**Problema da risolvere**
Per favore, indica se ciascuna affermazione concorda con l'estratto selezionato, rispondendo sì o no e citando alla lettera le parole dell'estratto che lo stabiliscono.
1. La sentenza del Consiglio di Stato risale al 6 settembre 2023.
2. Il Collegio respinge la tesi della Regione Puglia sulla colpa dell'apparato amministrativo.
3. Le sentenze di incostituzionalità richiamate a proposito del legislatore regionale sono tre.

**Estratto selezionato**
━━━━━━

Non sussiste una colpa della PA per l’applicazione di una norma poi dichiarata incostituzionale, nemmeno da “illecita funzione legislativa” (salvo che per violazione del diritto UE)

Consiglio di Stato, sentenza n. 8188 del 6 settembre 2023

Dirimente si appalesa l’insussistenza del requisito della colpa della P.A.Innanzitutto le parti hanno sollevato la questione relativa all’elemento soggettivo sotto due diversi profili:

– come colpa dell’apparato amministrativo per aver applicato una norma (l’art. 19, comma 3, della L.R. n. 7/2019) rivelatasi incostituzionale per violazione dell’art. 117 Cost.;

– come colpa del legislatore regionale per aver disatteso, ripetutamente, la normativa nazionale desumibile dagli artt. 8, 8-bis, 8-ter, 8-quater del d.lgs. n. 502/1992, incorrendo in ben tre sentenze di incostituzionalità delle disposizioni in materia di accreditamento istituzionale senza previa verifica sul fabbisogno, che hanno riguardato le diverse versioni della disciplina applicabile (sent. n. 36/2021; n. 195/2021 ed infine, n. 32/2023).

Per quanto concerne il primo aspetto ( colpa dell’apparato amministrativo), il Collegio condivide la tesi della Regione Puglia secondo cui non sussiste la colpa dell’apparato amministrativo della Regione per aver rilasciato l’accreditamento istituzionale facendo applicazione dell’art. 19, comma 3, della L.R. n. 9/2017, trattandosi di una norma regionale pienamente vigente.

━━━━━━

**Voci estratte**

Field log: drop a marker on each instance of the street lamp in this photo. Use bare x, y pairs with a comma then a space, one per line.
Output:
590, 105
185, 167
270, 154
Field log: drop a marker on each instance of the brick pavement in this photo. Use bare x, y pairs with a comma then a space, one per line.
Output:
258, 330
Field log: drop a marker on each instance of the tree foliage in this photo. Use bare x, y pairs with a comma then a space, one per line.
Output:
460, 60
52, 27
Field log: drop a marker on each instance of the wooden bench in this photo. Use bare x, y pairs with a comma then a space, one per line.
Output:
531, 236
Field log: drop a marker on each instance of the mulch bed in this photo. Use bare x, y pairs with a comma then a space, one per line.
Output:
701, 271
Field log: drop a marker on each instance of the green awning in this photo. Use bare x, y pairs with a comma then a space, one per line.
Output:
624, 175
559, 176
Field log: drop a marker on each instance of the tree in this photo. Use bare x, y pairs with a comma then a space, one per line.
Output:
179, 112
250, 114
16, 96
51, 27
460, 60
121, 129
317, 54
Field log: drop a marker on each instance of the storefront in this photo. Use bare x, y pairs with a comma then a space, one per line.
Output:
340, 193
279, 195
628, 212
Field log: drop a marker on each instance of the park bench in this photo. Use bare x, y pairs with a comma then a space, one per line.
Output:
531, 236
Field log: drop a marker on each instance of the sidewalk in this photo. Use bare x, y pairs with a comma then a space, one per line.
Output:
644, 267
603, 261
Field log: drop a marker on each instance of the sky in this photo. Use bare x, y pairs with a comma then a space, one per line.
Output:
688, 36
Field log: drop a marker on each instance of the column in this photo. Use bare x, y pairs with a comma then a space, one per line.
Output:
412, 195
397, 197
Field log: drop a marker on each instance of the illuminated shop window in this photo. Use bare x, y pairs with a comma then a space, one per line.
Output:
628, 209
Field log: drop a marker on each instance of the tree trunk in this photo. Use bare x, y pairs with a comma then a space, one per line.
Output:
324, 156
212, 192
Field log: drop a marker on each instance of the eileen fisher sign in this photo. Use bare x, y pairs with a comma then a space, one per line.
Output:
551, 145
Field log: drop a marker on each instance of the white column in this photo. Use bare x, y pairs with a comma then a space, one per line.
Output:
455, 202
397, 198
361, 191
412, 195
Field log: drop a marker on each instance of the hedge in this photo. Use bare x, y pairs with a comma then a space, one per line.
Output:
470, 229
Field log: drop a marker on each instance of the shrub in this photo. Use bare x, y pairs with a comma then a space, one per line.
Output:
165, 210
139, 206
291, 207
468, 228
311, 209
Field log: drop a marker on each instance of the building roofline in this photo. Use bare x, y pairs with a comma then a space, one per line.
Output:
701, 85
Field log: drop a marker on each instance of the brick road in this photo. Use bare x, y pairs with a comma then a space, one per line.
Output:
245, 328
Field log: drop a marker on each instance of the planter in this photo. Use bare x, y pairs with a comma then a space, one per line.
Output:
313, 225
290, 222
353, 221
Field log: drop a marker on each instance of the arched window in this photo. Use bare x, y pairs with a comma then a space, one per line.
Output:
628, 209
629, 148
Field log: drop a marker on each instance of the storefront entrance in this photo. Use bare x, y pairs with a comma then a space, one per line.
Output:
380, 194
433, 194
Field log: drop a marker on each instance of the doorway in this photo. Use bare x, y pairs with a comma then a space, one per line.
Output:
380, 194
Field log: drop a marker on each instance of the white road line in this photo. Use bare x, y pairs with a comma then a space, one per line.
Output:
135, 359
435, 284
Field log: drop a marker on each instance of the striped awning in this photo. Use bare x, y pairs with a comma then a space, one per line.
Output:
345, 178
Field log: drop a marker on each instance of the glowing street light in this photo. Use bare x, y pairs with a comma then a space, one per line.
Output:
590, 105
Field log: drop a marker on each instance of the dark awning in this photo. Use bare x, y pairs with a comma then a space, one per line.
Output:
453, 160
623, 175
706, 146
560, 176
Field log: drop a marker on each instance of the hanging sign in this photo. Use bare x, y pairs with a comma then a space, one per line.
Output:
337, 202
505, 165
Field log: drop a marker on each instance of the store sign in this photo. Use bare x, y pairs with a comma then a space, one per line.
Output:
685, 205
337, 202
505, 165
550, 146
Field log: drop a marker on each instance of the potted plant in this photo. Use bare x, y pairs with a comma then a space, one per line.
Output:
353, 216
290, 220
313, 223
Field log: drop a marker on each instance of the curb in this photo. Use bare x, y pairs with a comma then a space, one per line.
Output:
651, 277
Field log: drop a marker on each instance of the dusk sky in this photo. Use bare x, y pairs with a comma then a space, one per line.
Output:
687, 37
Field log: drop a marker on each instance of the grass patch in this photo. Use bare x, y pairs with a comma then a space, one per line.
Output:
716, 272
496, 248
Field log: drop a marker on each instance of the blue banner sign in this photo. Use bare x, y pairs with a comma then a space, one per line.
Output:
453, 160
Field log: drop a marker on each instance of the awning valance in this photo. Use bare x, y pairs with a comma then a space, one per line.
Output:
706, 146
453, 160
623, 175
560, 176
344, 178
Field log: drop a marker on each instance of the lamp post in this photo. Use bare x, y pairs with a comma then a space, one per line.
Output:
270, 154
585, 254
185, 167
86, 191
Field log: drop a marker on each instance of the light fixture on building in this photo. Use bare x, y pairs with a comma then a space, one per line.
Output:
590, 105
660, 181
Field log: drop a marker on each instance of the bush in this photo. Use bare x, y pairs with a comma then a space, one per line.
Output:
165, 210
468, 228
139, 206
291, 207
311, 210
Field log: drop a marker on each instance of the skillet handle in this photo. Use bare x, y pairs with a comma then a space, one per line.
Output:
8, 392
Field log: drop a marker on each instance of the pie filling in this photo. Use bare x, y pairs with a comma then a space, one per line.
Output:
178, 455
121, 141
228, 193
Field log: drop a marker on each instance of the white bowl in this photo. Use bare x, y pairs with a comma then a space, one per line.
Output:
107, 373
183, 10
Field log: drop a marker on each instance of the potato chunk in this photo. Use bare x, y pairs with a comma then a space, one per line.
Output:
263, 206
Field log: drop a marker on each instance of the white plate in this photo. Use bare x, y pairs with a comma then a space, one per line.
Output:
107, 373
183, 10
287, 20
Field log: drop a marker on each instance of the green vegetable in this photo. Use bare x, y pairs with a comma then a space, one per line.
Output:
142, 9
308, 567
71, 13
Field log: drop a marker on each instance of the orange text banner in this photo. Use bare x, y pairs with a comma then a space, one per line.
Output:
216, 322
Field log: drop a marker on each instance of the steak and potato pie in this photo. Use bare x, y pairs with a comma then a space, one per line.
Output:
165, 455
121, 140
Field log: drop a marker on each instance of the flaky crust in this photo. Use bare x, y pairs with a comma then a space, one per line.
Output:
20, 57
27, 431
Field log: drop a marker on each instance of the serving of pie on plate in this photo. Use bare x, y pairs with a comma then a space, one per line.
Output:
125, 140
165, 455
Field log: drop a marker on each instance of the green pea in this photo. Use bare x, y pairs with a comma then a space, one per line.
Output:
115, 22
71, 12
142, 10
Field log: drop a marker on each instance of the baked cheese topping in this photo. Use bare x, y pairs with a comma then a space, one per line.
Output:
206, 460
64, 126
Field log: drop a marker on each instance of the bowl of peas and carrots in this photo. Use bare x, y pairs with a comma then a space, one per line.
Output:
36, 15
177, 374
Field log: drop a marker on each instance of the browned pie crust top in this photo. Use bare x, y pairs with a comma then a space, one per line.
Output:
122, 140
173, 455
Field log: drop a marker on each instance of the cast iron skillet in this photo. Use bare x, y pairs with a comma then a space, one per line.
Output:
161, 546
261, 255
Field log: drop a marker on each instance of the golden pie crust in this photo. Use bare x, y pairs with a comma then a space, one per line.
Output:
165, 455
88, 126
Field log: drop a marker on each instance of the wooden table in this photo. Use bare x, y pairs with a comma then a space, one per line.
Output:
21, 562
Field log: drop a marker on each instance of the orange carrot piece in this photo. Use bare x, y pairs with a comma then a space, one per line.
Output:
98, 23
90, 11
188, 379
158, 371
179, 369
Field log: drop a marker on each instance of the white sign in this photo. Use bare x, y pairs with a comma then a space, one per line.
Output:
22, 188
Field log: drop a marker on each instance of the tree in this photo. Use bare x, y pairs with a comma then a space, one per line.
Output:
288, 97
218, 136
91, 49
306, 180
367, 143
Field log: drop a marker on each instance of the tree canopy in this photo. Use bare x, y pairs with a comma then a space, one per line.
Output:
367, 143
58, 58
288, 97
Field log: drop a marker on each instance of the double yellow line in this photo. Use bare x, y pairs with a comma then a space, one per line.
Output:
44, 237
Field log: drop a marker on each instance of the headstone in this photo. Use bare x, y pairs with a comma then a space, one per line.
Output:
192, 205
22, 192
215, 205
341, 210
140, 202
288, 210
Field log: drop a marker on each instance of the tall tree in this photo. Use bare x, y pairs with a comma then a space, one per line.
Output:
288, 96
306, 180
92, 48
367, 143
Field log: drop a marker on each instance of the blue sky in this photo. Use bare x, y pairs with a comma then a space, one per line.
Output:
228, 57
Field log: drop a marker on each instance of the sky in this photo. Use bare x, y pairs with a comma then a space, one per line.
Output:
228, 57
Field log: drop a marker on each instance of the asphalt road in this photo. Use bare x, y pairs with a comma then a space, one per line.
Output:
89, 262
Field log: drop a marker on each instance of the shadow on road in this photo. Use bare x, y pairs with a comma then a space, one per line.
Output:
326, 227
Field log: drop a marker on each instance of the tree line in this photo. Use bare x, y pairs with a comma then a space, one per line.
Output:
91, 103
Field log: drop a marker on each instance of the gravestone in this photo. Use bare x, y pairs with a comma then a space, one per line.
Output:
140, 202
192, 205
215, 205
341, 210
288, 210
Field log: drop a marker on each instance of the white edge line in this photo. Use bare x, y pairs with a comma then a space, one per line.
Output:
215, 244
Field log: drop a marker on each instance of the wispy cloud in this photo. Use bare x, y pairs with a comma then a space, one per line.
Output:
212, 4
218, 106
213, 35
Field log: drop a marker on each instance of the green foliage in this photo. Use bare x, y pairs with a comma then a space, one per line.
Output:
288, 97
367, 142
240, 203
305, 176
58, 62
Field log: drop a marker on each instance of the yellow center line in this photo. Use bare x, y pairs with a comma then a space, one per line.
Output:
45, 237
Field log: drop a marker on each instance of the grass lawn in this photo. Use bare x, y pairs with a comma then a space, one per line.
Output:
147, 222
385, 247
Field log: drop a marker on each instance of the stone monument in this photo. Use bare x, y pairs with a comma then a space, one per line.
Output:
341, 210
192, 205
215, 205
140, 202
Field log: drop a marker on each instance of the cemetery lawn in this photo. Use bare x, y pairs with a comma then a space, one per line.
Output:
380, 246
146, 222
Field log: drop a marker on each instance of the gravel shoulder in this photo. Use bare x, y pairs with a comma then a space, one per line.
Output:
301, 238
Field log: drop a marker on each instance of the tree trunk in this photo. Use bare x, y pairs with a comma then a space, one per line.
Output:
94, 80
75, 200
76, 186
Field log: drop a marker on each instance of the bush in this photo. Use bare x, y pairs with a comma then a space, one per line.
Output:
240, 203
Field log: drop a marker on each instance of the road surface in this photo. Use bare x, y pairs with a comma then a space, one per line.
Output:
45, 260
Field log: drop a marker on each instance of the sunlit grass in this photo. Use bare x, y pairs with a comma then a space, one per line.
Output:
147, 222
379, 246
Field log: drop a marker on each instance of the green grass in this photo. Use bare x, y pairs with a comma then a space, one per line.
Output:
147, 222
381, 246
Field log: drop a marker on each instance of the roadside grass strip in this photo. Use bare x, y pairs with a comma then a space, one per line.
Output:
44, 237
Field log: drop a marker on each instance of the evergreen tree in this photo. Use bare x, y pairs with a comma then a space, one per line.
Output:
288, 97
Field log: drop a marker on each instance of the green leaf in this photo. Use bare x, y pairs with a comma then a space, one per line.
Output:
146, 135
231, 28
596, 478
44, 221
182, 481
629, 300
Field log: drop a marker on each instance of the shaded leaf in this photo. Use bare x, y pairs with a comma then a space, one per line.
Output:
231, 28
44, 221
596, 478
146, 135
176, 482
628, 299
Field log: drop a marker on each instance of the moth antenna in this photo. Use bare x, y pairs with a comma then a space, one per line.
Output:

━━━━━━

**Risposta completa**
1. Sì: "Consiglio di Stato, sentenza n. 8188 del 6 settembre 2023".
2. No: "il Collegio condivide la tesi della Regione Puglia".
3. Sì: "incorrendo in ben tre sentenze di incostituzionalità".